■ **本文抜粋**:
+---+
遠藤保仁の“受け手”を楽しむ倉田秋 脳裏に焼き付く「っぽくない」プレー

ダービーで始まり、ダービーで記録を更新する不思議な巡り合わせ。

セレッソ大阪との“大阪ダービー”でJ1最多となる632試合目の出場を果たした遠藤保仁のプロデビューは“横浜ダービー”だった。

1998年3月21日、横浜国際総合競技場(現在は日産スタジアム)のこけら落としのゲームには5万2000人の観客が詰めかけた。バルセロナのOBで、トップチームのコーチを務めた横浜フリューゲルスのカルロス・レシャック監督は鹿児島実業を卒業したばかりの18歳を先発で起用した。

細かく指示があるかと思いきや「好きなようにやっていい」。

遠藤はこう振り返ったことがある。

「プレッシャーみたいなものも感じなかったですね。楽しんでプレーできていたとは思います」

大観衆を前にして気後れもなく、堂々と、それもフル出場で。

あれから22年経っても、無観客のリモートマッチであっても「楽しんでプレー」が揺らぐことはない。

倉田秋「こうしようと話すことはなくて」
+---+
■ **課題 A**:
遠藤保仁についての記事の「1998年3月21日、横浜国」から「プレー」が揺らぐことはない。」までを、「大観衆」を「大勢の観客」に置き換えて書き直しなさい。

■ **元データ**:
+---+
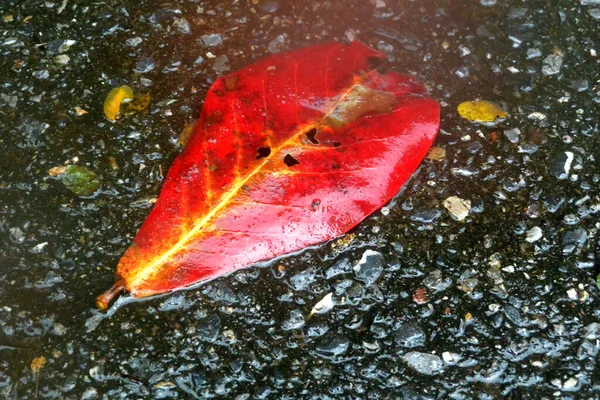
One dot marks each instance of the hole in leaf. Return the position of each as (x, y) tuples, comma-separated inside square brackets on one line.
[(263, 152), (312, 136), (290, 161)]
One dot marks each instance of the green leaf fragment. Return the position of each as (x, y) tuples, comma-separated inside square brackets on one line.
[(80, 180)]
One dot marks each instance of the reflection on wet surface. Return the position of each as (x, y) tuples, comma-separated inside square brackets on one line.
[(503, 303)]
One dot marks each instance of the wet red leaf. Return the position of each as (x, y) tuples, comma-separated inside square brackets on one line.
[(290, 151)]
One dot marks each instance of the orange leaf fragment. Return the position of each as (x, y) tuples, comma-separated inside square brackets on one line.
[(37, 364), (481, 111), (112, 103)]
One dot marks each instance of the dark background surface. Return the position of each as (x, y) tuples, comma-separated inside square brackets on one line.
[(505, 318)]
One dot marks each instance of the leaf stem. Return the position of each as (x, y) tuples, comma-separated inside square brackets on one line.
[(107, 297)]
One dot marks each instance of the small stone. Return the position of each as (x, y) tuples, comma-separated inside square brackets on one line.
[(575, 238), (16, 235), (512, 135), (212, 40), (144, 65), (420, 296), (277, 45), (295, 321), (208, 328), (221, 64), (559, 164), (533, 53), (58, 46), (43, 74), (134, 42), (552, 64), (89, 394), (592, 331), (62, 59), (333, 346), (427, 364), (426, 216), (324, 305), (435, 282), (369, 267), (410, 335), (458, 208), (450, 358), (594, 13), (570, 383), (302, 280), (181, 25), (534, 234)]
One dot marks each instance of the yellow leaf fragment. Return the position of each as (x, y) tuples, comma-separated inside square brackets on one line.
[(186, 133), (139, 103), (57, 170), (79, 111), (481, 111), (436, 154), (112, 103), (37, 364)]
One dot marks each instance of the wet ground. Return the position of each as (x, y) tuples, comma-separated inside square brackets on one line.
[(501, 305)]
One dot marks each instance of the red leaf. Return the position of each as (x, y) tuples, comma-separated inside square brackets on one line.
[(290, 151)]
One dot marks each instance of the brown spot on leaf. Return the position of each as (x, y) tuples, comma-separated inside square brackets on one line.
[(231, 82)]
+---+
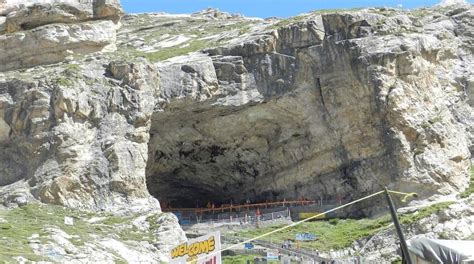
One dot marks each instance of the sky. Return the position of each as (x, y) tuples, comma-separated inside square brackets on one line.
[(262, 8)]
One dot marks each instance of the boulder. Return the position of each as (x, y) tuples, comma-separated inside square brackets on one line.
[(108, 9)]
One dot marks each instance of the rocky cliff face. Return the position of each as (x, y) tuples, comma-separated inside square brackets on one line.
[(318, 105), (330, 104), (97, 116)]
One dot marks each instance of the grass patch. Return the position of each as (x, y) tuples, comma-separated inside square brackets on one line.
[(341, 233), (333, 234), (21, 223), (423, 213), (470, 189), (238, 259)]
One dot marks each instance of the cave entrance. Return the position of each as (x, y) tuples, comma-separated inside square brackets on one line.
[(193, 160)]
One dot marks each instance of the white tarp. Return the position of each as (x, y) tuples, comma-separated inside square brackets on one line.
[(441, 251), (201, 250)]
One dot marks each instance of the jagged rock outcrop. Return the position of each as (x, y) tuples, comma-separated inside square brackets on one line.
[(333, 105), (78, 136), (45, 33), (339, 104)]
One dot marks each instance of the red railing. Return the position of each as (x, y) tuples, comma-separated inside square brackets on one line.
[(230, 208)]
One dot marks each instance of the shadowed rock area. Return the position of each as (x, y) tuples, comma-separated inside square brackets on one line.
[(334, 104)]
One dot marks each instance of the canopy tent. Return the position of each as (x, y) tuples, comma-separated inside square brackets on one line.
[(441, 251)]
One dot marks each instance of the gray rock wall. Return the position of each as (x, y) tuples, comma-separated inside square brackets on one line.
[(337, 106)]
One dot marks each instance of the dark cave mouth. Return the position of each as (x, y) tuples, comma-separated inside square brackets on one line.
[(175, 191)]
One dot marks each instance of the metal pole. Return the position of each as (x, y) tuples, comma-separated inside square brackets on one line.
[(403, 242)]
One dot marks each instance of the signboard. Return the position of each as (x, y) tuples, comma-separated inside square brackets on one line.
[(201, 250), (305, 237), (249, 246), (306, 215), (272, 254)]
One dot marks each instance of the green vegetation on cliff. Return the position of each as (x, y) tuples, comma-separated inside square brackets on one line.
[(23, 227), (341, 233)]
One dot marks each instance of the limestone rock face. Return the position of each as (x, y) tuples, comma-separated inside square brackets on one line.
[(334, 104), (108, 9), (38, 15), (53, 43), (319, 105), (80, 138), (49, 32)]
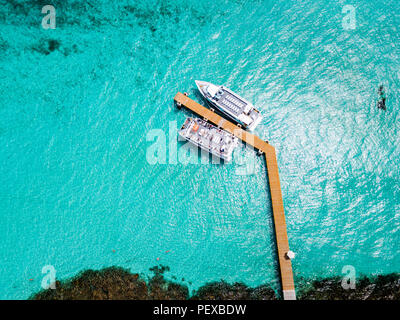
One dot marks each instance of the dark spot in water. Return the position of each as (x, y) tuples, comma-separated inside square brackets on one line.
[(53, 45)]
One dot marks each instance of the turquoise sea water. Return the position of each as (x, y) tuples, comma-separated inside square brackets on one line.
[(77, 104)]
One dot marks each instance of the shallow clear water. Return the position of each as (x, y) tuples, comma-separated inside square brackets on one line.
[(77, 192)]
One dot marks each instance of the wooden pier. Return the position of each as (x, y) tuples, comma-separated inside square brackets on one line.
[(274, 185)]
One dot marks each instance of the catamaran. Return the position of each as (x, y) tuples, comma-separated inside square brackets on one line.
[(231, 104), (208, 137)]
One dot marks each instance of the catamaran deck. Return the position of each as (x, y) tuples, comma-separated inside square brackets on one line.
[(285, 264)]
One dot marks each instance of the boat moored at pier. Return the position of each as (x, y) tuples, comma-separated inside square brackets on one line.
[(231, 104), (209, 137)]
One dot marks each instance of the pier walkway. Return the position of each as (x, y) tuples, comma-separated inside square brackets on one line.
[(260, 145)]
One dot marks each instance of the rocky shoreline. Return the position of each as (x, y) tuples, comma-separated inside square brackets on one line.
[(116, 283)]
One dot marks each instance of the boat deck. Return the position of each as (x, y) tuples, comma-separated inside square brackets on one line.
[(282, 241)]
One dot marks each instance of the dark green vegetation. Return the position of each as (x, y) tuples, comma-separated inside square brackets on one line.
+---+
■ **課題 B**:
データ抜粋のうち「One dot marks each instance of the boat deck.」を含む行から「[(282, 241)]」を含む行までの項目を、「指示」と「回答」の2列からなるCSVに変換しなさい。1項目を1行とし、各値は引用符で囲んだ1つのフィールドに収め、改行は空白に置き換えること。

■ **解答例 A**:
1998年3月21日、横浜国際総合競技場(現在は日産スタジアム)のこけら落としのゲームには5万2000人の観客が詰めかけた。バルセロナのOBで、トップチームのコーチを務めた横浜フリューゲルスのカルロス・レシャック監督は鹿児島実業を卒業したばかりの18歳を先発で起用した。

細かく指示があるかと思いきや「好きなようにやっていい」。

遠藤はこう振り返ったことがある。

「プレッシャーみたいなものも感じなかったですね。楽しんでプレーできていたとは思います」

大勢の観客を前にして気後れもなく、堂々と、それもフル出場で。

あれから22年経っても、無観客のリモートマッチであっても「楽しんでプレー」が揺らぐことはない。

■ **解答例 B**:
指示,回答
"One dot marks each instance of the boat deck. Return the position of each as (x, y) tuples, comma-separated inside square brackets on one line.","[(282, 241)]"